En Padres e hijos, Iván Turguenev abordó las relaciones paterno-filiales, uno de los temas clásicos de la modernidad. En ese caso, un tema de la mayor importancia y vigencia: la diferencia de opiniones y posicionamientos vitales e ideológicos entre los jóvenes y sus padres en un momento de cambio en la Rusia zarista marcado por la abolición de la servidumbre.
Luego, en Los hermanos Karamazov Fiodor Dostoievski incursionó en las complejidades socio-psicológicas de la relación paterno-filial desde una perspectiva hasta entonces inédita, lo cual convierte a la novela en una especie de material de estudio sobre los hallazgos de Sigmund Freud («la más magnífica novela jamás escrita», dijo).
El personaje de Smerdiakov –sintomáticamente un epiléptico, como el propio autor de Crimen y castigo–, encarna como pocos una dinámica anormal y torcida con su progenitor, determinada no solo por un estatus de hijo bastardo, sino también por el poder y por el eterno dilema de conquistarlo.

# Información suministrada
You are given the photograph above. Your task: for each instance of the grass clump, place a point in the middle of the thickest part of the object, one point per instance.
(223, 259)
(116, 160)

# Solicitud 1
¿Qué hecho marcaba, según el texto proporcionado, el momento de cambio en la Rusia zarista del que trata Padres e hijos?
# Solicitud 2
Indique si cada afirmación coincide con el texto proporcionado, citando textualmente las palabras que lo deciden: (a) Freud calificó Los hermanos Karamazov como la mejor novela jamás escrita. (b) Smerdiakov es un hijo legítimo. (c) Turguenev es el autor de Los hermanos Karamazov.

# Respuesta completa 1
La abolición de la servidumbre.

# Respuesta completa 2
(a) Sí: «la más magnífica novela jamás escrita», dijo.
(b) No: «por un estatus de hijo bastardo».
(c) No: «en Los hermanos Karamazov Fiodor Dostoievski incursionó».